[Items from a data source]
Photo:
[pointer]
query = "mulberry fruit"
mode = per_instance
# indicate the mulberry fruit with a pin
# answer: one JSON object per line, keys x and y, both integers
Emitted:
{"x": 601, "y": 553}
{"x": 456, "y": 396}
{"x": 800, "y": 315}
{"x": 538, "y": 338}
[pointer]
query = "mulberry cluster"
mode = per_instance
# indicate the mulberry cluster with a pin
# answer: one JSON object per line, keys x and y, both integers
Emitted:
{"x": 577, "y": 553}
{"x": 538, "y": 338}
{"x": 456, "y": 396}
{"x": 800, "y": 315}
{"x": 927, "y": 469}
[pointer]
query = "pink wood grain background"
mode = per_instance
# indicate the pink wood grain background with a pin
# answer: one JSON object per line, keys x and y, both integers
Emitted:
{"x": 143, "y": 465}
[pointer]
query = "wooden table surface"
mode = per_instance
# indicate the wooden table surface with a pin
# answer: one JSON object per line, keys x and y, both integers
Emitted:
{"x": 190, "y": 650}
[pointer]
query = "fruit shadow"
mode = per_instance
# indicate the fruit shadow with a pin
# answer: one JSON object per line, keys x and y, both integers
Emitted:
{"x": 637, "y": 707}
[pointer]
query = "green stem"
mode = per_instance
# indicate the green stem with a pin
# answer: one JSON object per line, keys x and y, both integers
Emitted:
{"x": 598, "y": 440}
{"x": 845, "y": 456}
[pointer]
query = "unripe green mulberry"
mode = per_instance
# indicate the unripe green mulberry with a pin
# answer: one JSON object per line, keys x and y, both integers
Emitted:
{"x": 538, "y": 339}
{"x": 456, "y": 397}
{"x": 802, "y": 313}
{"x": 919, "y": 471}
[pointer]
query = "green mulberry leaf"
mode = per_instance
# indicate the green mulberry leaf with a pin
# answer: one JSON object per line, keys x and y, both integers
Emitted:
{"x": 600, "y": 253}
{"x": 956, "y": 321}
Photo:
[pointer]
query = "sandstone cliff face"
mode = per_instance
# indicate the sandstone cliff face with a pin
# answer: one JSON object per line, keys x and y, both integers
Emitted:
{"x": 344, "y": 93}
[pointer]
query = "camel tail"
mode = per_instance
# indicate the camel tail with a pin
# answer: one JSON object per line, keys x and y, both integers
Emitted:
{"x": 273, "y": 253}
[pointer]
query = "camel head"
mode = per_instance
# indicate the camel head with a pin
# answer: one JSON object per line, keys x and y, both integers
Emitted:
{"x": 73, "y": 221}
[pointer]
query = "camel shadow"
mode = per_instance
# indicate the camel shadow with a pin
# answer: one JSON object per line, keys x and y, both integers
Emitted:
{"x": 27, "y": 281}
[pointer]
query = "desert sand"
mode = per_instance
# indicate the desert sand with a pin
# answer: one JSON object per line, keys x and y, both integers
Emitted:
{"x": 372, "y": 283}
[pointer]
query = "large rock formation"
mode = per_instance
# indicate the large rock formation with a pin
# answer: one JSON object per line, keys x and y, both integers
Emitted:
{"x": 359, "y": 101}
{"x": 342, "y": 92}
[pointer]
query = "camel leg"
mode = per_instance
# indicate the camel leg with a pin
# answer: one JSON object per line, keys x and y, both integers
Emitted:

▶ **EXERCISE OBJECTIVE**
Filtering the entries above by the word "fruit", copy each line that matches.

▶ **WRITTEN ANSWER**
query = "mulberry fruit"
# indicate the mulberry fruit with a pin
query = "fruit shadow"
# indicate the fruit shadow with a pin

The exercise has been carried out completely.